(Dataset records)
☆ ☆ ☆ ☆ ☆

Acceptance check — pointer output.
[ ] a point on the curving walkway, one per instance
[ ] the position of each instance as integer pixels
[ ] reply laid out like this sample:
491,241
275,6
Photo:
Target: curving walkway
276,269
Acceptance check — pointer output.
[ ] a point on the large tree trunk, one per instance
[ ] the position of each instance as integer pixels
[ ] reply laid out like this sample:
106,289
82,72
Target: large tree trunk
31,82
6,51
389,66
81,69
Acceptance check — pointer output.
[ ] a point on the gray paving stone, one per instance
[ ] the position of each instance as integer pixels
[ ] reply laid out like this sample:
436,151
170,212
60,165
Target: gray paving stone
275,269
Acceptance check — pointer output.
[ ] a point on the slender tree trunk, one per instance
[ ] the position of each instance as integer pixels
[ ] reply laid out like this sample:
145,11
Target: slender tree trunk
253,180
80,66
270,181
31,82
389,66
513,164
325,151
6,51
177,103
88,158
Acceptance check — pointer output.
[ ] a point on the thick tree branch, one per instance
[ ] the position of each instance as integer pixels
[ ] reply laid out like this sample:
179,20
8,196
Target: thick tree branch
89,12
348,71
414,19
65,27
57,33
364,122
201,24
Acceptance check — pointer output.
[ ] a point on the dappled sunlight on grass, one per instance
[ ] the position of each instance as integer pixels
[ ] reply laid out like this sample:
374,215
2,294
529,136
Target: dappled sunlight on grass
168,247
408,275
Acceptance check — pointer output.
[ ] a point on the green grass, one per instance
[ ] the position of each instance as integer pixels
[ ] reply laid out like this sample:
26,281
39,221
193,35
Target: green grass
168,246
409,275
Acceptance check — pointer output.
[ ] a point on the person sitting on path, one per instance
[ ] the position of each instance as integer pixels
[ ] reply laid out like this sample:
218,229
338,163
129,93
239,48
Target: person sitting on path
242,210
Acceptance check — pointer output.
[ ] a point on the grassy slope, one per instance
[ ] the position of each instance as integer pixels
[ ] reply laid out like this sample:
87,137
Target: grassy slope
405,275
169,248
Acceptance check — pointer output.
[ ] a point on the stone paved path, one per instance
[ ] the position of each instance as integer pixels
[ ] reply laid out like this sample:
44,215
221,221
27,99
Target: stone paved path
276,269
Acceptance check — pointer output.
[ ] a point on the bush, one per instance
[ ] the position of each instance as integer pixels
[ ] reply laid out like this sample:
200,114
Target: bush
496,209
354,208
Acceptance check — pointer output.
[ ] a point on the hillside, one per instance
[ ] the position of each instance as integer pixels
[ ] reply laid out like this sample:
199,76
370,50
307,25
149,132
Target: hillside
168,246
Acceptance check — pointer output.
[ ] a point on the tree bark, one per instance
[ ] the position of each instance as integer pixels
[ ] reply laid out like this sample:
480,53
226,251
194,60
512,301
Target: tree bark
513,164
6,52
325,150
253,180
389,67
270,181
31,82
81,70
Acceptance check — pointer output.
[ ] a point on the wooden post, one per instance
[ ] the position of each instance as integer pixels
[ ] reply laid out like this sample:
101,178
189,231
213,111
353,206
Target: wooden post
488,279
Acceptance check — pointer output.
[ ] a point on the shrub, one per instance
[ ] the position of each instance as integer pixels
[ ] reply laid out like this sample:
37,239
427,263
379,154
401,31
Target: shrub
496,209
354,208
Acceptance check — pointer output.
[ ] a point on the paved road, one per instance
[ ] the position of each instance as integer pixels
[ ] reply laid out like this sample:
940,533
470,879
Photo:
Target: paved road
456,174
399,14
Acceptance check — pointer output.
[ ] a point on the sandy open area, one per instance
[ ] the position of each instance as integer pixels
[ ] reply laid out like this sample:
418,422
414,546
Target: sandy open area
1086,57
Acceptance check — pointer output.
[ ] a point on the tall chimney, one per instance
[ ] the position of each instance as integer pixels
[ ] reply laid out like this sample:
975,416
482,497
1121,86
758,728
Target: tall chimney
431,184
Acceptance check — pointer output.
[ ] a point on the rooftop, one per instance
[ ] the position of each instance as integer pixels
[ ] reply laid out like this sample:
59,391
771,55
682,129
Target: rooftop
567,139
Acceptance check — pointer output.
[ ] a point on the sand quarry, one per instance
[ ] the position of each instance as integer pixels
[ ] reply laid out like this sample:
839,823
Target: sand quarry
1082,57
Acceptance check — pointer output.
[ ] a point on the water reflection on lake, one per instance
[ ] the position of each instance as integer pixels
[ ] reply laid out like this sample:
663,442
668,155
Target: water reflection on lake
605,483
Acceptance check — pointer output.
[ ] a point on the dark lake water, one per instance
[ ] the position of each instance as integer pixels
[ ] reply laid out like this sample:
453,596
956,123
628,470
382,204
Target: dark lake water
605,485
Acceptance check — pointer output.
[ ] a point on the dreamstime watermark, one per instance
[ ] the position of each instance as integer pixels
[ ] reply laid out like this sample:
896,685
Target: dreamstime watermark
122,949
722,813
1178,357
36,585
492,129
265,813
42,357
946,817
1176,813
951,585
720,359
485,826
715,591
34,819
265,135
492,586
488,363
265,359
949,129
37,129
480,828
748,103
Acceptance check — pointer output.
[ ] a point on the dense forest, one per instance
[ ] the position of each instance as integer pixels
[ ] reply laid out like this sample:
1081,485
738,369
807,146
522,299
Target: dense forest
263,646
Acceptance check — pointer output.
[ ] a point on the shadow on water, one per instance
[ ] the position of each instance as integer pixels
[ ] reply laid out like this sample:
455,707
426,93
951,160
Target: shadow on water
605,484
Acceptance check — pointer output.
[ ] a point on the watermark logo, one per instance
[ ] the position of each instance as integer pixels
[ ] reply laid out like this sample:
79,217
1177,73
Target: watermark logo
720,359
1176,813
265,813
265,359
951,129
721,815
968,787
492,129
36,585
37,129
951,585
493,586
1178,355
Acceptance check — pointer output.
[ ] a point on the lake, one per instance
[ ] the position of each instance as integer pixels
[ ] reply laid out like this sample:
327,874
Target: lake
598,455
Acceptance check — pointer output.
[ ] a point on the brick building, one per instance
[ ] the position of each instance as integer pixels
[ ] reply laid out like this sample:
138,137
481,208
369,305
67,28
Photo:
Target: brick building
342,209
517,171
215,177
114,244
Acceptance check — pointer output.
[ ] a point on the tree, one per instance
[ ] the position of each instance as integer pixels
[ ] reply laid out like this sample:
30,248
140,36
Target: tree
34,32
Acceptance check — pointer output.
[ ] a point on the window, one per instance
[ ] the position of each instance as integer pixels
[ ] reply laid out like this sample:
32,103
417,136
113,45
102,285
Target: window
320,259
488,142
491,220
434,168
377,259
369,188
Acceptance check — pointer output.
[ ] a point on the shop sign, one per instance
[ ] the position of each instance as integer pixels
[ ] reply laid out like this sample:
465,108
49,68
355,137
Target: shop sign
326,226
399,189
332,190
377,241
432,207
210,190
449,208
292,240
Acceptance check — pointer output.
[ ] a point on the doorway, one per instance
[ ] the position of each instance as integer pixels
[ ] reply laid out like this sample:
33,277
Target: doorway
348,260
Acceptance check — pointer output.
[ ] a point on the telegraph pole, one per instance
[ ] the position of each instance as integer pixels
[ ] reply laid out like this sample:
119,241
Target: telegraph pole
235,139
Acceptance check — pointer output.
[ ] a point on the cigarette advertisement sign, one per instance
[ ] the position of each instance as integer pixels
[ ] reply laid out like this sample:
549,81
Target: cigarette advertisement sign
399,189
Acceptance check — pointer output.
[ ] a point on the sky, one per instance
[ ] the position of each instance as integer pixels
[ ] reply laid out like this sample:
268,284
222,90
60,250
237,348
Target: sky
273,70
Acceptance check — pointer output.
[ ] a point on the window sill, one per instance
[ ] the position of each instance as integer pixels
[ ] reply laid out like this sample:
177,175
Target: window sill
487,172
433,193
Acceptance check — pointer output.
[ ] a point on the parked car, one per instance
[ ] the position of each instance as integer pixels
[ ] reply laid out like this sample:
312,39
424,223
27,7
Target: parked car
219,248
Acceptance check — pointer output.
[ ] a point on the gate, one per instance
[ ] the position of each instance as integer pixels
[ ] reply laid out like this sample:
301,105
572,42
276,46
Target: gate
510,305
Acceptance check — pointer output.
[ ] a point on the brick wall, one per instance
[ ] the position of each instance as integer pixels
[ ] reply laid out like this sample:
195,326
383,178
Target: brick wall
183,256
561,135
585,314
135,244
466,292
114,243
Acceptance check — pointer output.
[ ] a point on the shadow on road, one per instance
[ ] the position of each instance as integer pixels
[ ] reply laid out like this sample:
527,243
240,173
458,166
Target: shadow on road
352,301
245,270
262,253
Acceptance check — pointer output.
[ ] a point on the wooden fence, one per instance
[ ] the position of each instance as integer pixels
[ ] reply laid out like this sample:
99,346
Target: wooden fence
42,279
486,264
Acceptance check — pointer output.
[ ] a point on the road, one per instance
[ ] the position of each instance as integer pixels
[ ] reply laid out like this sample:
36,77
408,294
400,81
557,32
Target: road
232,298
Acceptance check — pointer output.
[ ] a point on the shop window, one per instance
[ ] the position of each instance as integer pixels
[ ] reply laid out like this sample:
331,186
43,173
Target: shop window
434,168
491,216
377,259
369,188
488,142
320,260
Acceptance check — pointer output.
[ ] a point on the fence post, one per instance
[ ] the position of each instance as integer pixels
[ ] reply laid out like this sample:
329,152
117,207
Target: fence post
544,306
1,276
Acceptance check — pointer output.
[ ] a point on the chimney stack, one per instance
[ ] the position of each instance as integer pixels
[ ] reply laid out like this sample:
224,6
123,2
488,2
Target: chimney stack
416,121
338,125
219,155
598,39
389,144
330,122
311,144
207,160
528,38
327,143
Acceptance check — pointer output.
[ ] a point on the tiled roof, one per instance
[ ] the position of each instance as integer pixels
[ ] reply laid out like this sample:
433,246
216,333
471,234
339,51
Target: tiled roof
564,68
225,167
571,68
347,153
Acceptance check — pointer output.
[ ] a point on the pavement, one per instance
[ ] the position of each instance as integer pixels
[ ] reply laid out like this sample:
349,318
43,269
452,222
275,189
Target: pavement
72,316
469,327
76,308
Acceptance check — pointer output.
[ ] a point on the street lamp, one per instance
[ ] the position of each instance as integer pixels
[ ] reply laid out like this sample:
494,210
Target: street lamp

☆ ☆ ☆ ☆ ☆

▶ _YOUR TASK_:
Collect every line of the data above that contains the word "watermark", treating uppercase and lowercase as distinct, and copy each such line in full.

▶ _EXERCISE RESULT_:
[ ] a point on the dreamstime watermark, one per instance
Target: dreamstime watermark
[ ] a point on the watermark logo, one per instance
Target: watermark logo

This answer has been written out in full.